:: DATASET ROWS ::

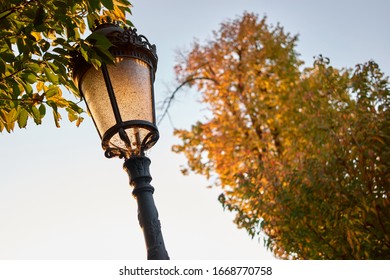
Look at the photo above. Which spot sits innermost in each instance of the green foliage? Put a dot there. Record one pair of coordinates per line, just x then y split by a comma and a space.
37, 39
301, 155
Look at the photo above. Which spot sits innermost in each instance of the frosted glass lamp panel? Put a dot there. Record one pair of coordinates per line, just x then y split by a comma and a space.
131, 81
96, 96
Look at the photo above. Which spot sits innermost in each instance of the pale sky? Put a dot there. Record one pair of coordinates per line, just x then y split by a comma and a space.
60, 198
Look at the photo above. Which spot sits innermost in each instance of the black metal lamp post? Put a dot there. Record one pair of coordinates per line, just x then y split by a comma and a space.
120, 98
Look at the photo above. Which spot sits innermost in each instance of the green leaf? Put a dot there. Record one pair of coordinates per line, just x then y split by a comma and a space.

:::

Rewrite every item above with "innermost" changed to "most central" and nothing else altered. Leave the pictures out.

Look at the photo above. Which spot sits most central in each instance of the green foliage? Put a dot there. Record one pair of coordinates per line, just x then y split by a comma and a space.
37, 39
301, 155
Look at the photo above. Which spot sits most central in each instance of the frosted glass lamp panel? Put a dot there. Record one pair of coordinates per line, just x then y split by a comma and a space.
131, 81
96, 96
Look at the photo above. Which spot sits most central in each instance of the pale sky? Put a dot there. Record one pair of coordinates per line, just x then y split by a comma and a space.
60, 198
Look at the photo above. Which spot sits most central in each instance of the black metal lamp post? Put a dot there. Record one pair of coordinates per line, just x then y split by a comma and a space.
120, 98
Look at the photo above. Which spot sits most central in each instance of the green leaf? Put a dot there. Record one pair of coordinates per line, just x then y split by a comma and a space.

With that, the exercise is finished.